---- Passage provided

Finding a flight wasn't so hard, Air France had a very good offer for a return trip at less than 1000 NOK, and was easily
cheaper than my 'usual' carrier.

Finding a hotel however, is a big challenge in such a city. But thanks to Tripadvisor and a lot of browsing, reading, website visiting, considering..and in the end a bit of gut instinct, the hotel of choice was Concorde Montparnasse. Being ranked as number 200-something on Tripadvisor may not sound like much, but considering the list of almost 2000 hotels, it means it is among or near the upper 10% there are different ways to read the rankings, non? For a 4 star hotel in a very expensive city such as Paris, 135 EUR per night seemed almost like a bargain, although it was excluding breakfast. And the location seemed to be a good one, as the direct Air France shuttle bus from the airport stops at Montparnasse Bienvenue, a 5 minute walk from the hotel.

Day 1

Air France used to have Airbuses on the route OSL - CDG. But they fly frequently, and also compete with SAS as well as Norwegian, so there are heaps of flights going there every day. They changed their aircraft into a slightly smaller one, an Embraer E90. I have used one of these before, on my trip with Finnair to St Petersburg via Helsinki. The good thing about these is that the seat rows are configured in 2+2, so it actually feels more spacy than a 3+3 737 or Airbus 319/320/321. They even serve a 'light snack', which turns out to be a mini baguette - still, anything is better than what SAS offers at a higher price - which is absolutely nothing.

Around 2 hours after departure, a couple of raindrops fall on Paris Charles de Gaulle Terminal 2G, a very small and recently built addition to the vast main terminal 2. But seeing the traffic and size of the rest of the terminal, it is oh-so-much-more peaceful, and in this case, being small is definitely an advantage. 2G is quite a way from the rest of the main terminal, so there is a free shuttle bus to take you to it. And from here, on the ground level, 'les cars Air France' depart at ground level. Route number 4 goes to Montparnasse-Bienvenue, and 27 € lighter (return trip) and 50 minutes later the destination is reached. The 'Tour Montparnasse' towers 210 metres above ground level here, and it is a very viable alternative to the crowds at the Eiffel Tower. But the destination lies in the opposite direction, and indeed after 5 minutes of walking and reaching the 'Place de Catalogne', the hotel is there.

The reception area and lobby are fairly small and can be crowded at times if there are tour buses dropping off their loads, or if there is a conference at the hotel. The reception staff is efficient though, and checking in was a breeze. The elevator will not work unless you insert your room key card - a good safety measurement which I would have liked to see more of elsewhere too.

My room of choice was a standard room facing the interior courtyard. Upon request and availability, you may have a room with a view of the Eiffel Tower, but my experience with many hotels is that air conditioning is at times weak, perhaps depending on season, so I prefer to be able to open a window on the 'quiet side' and thus still be able to sleep.

The room itself is not overly large, but real estate in popular cities is extremely expensive, and it was more than adequate enough. Twin beds, a work desk, a wardrobe, safe, and a tv with a bunch of channels. The bathroom was great, although I personally prefer a shower cabinet instead of a bathtub. As expected - room air conditioning allowed a minimum temperature of 18°C or so - too high in my opinion and I was therefore thankful that the windows could be opened. Only on one night did I hear some loud talking from down below, otherwise it was really quiet - a godsend in a big city like this :)

--------

_Written tasks_.
1. Name every airline mentioned in the Paris travel account.
2. Reproduce everything in the Paris travel account from "The reception area" down to "of elsewhere too.".
The records that come next are separate material, unrelated to the Paris travel account.

---- Dataset records

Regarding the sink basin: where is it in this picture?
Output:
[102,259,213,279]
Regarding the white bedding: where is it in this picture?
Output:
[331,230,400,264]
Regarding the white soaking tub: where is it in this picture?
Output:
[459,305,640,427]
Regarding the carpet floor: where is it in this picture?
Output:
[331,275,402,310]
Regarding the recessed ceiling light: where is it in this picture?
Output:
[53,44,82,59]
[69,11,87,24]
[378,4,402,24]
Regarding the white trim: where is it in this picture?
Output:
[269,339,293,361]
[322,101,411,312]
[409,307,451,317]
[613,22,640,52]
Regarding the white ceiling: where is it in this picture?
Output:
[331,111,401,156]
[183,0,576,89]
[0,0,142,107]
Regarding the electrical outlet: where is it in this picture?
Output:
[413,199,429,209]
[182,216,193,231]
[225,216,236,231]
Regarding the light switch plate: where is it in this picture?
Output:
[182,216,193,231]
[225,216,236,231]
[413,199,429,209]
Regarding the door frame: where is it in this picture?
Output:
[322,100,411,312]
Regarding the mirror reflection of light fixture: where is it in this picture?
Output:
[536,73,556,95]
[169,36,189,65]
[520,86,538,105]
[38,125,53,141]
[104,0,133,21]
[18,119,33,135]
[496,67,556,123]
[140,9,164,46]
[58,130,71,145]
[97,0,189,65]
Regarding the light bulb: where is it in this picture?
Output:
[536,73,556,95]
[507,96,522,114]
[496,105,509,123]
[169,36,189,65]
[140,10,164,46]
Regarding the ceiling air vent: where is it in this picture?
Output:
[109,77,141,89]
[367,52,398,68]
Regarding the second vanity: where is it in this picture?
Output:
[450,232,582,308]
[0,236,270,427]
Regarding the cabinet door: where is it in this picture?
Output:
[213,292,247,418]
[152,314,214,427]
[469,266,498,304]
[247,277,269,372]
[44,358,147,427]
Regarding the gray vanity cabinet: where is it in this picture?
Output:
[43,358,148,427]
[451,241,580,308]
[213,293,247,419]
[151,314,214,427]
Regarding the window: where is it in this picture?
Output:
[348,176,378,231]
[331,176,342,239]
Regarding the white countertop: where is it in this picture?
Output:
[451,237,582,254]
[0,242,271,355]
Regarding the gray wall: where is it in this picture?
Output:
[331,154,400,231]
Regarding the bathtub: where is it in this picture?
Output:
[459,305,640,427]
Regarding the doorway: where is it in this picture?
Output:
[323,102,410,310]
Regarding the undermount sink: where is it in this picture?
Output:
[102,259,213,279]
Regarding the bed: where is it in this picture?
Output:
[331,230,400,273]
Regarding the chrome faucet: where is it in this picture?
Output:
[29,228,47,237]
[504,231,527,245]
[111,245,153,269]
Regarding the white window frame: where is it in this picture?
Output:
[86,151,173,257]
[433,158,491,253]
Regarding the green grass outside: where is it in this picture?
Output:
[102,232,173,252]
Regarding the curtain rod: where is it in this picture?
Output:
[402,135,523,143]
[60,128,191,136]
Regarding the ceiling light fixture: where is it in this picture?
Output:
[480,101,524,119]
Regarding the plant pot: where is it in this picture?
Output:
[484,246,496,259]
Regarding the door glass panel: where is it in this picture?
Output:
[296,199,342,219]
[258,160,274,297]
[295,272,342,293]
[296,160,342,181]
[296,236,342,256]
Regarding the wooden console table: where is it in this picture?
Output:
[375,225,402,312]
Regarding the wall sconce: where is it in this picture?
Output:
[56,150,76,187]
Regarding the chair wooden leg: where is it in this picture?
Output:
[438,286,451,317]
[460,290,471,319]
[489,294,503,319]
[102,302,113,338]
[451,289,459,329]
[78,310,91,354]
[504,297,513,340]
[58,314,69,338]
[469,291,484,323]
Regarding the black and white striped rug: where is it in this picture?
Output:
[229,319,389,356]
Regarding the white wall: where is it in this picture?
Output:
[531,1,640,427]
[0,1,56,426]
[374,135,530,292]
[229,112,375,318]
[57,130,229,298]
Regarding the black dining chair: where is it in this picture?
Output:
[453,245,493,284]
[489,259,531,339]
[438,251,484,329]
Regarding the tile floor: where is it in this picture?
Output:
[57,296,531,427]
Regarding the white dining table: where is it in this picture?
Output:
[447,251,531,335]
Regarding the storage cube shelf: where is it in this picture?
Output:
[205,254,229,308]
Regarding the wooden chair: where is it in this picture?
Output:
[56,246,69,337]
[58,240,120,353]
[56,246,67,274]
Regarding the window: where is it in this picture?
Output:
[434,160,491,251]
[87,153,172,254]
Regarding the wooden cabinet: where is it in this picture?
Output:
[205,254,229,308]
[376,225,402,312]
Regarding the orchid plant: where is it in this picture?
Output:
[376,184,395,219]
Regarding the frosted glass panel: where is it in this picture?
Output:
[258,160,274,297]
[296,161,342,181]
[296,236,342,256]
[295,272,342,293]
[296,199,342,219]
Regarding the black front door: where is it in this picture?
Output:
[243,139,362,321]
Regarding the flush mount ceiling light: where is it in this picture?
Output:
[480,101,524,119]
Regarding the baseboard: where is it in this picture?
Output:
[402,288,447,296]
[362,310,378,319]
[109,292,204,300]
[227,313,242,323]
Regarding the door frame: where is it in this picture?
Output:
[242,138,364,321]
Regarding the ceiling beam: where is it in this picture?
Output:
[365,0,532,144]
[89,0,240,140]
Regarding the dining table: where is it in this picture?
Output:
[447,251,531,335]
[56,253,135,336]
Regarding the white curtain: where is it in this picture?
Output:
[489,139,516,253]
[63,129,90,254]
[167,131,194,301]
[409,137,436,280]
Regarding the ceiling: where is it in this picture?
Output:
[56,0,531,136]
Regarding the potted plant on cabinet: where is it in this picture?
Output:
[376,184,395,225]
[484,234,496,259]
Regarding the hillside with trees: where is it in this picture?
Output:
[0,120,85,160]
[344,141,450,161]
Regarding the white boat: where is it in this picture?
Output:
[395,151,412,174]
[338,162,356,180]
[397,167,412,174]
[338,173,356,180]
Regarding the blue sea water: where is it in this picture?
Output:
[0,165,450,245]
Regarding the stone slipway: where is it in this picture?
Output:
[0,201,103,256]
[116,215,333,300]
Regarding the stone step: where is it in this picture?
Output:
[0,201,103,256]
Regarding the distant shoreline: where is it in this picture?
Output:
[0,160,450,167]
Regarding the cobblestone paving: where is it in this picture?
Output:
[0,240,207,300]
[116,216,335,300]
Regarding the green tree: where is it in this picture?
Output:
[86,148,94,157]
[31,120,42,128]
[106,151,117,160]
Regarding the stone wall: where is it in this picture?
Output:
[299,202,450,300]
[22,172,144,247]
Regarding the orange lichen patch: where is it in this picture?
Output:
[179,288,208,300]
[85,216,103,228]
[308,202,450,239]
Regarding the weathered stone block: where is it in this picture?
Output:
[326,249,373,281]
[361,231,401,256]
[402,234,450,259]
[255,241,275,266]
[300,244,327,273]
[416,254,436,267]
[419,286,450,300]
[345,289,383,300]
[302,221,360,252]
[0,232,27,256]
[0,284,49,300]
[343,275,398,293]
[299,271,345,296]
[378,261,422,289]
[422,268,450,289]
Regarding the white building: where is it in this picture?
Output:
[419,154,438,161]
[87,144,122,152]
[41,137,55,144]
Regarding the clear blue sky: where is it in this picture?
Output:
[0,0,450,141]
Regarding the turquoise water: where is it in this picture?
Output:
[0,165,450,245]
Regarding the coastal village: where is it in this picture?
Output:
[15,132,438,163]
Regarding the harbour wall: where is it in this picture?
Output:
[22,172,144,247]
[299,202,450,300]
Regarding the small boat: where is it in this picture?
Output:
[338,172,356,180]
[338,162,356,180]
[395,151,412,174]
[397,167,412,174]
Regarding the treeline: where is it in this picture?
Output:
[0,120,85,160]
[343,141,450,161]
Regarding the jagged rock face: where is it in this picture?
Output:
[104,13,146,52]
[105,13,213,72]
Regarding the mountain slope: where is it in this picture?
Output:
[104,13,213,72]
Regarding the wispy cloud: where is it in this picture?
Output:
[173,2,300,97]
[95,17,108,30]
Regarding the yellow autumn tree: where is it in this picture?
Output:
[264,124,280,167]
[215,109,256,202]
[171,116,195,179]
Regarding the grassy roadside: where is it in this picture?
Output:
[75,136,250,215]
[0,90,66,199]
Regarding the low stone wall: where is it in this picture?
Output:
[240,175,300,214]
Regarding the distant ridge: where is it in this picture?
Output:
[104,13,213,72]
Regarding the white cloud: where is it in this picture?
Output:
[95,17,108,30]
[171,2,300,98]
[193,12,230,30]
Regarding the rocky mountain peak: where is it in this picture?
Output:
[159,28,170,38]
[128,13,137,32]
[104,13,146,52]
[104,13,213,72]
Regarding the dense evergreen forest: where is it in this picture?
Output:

--------

_Final answers_.
1. Air France, SAS, Norwegian, Finnair

2.
The reception area and lobby are fairly small and can be crowded at times if there are tour buses dropping off their loads, or if there is a conference at the hotel. The reception staff is efficient though, and checking in was a breeze. The elevator will not work unless you insert your room key card - a good safety measurement which I would have liked to see more of elsewhere too.